Task data.
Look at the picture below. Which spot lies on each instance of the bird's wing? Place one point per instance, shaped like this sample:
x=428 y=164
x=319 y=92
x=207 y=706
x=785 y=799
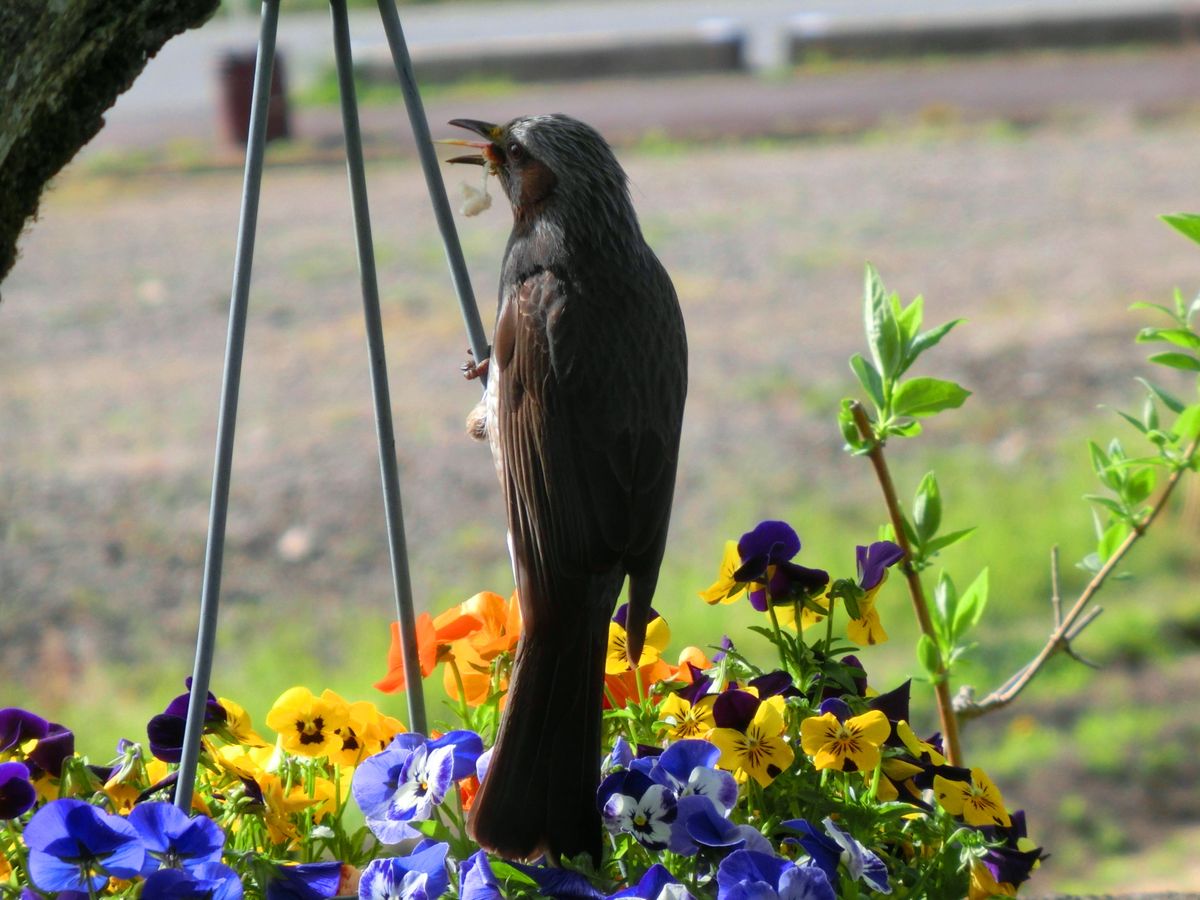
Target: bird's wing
x=568 y=472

Given task. Which lines in the material above contain the word "wing"? Extract each of them in full.

Response to this task.
Look at the picture below. Which spot lies on each instance of the bird's wing? Place one point per instance, shaped like this sample:
Target: bird's wing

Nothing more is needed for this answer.